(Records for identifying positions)
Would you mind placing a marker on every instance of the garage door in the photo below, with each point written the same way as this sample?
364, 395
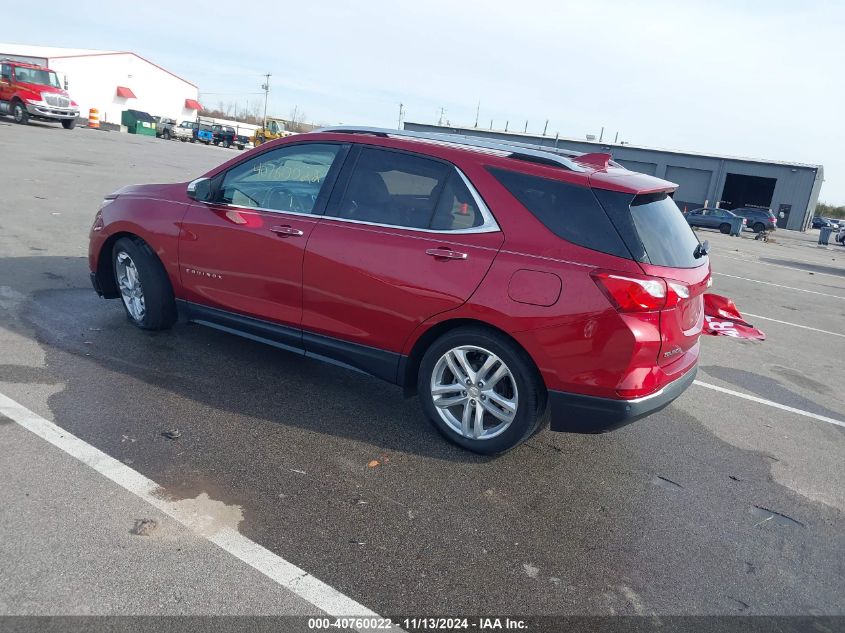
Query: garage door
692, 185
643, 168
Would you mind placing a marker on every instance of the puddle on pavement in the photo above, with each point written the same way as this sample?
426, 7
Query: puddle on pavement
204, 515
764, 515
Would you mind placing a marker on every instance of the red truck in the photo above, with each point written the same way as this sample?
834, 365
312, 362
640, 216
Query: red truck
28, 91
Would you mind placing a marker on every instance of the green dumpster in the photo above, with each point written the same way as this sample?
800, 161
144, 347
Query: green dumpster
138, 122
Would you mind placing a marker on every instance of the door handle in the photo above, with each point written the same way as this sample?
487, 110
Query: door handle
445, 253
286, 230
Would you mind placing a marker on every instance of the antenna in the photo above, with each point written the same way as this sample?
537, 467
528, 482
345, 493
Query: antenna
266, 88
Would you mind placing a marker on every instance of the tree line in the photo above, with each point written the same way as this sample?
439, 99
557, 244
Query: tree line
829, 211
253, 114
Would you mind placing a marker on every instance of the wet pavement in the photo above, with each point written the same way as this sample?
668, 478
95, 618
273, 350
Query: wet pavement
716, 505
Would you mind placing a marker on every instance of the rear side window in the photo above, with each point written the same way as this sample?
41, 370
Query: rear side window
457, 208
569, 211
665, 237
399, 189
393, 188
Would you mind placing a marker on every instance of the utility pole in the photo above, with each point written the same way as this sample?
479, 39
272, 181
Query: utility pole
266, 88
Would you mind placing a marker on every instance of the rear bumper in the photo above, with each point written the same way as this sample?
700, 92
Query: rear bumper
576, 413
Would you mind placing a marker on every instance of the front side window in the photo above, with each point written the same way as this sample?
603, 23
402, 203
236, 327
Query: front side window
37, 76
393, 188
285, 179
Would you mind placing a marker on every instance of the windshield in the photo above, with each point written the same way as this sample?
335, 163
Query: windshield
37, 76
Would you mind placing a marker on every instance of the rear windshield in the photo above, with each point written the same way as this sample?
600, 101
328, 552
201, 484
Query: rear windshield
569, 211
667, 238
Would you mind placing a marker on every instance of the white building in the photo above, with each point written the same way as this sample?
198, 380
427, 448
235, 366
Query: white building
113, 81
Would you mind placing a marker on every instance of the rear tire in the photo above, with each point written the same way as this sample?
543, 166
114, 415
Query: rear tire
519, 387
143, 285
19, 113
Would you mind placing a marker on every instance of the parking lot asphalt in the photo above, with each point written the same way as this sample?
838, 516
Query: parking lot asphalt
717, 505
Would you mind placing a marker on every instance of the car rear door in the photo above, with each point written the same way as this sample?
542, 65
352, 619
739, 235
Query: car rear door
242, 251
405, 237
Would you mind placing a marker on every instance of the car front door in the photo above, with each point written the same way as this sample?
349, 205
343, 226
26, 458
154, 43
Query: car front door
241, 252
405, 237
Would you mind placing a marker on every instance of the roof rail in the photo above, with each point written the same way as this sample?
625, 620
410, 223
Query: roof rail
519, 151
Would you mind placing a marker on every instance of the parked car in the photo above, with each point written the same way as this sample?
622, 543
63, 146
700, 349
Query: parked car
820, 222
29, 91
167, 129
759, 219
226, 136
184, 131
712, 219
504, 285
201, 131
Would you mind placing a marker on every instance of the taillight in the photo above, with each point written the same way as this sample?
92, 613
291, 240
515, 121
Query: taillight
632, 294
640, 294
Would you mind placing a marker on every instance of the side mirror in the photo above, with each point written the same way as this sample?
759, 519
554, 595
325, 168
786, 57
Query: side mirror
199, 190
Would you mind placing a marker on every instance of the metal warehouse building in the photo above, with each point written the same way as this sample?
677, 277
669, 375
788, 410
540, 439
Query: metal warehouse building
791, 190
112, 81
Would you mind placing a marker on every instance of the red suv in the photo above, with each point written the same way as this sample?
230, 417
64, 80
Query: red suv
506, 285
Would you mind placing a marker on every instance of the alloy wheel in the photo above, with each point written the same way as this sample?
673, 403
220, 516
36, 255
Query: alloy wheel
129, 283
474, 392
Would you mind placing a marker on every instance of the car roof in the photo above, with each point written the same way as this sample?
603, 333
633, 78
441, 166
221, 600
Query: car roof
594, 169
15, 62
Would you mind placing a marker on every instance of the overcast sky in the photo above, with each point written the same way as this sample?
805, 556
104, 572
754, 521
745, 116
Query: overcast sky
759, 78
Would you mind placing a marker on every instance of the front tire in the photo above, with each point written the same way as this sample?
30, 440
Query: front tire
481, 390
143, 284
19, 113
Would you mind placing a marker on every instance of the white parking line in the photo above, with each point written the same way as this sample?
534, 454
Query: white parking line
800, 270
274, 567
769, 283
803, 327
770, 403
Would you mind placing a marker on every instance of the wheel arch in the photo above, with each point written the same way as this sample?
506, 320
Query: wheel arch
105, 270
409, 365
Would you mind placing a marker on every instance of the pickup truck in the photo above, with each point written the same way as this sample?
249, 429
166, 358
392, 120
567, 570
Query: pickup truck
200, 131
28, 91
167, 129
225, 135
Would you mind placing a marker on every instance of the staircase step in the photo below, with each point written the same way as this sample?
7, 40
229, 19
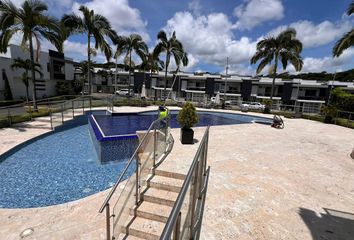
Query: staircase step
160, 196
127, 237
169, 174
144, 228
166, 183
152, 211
...
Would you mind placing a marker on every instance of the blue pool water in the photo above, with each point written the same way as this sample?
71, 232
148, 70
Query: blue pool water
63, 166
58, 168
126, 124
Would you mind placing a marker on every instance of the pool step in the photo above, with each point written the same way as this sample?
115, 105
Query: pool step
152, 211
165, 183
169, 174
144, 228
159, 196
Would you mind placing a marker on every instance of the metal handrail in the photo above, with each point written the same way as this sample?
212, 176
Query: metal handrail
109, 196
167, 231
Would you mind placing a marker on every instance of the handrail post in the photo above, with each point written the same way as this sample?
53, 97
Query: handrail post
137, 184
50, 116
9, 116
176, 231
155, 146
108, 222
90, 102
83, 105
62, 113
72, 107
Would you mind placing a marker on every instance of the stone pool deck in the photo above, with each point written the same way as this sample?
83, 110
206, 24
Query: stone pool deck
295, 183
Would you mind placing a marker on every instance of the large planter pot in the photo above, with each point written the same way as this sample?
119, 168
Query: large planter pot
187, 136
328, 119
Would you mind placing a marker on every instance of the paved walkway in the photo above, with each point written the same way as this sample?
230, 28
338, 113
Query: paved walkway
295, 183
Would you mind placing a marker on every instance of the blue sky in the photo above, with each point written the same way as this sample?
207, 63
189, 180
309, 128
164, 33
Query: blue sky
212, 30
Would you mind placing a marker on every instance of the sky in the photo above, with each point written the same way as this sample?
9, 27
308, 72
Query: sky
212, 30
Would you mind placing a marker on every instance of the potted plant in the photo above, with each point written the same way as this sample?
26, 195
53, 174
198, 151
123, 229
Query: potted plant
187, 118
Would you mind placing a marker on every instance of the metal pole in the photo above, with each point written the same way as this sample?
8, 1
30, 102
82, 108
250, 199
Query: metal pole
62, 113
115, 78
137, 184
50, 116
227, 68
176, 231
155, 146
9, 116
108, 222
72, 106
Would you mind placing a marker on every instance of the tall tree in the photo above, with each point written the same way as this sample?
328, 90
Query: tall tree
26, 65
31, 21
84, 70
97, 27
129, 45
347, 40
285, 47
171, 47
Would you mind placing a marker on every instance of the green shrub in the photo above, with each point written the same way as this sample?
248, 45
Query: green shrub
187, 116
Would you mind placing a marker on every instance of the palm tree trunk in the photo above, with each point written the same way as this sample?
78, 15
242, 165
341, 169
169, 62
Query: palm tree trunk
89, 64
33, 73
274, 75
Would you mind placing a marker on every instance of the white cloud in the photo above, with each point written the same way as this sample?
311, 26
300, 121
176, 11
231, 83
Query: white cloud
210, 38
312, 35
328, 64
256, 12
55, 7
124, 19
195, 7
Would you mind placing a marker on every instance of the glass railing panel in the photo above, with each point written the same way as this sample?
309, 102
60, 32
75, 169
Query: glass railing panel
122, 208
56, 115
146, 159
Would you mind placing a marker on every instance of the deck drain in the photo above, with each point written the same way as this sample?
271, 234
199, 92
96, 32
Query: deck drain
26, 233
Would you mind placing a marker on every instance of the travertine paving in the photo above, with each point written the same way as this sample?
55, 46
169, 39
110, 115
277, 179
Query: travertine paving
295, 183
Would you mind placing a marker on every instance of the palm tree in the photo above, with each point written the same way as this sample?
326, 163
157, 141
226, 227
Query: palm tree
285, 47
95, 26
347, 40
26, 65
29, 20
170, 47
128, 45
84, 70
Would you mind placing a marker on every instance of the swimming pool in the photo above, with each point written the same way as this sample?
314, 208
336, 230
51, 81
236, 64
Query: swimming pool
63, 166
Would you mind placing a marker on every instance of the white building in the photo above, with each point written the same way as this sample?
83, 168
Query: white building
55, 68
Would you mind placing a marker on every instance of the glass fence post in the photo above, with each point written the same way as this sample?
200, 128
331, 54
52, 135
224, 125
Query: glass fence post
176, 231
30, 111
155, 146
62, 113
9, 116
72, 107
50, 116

Aim of the exercise — Show every line of the records that contains the word "trunk".

Final result —
Would you mind placing a marker on every instance of the palm tree trunk in the photo above, with each point written the same way as this sample?
Query: palm tree trunk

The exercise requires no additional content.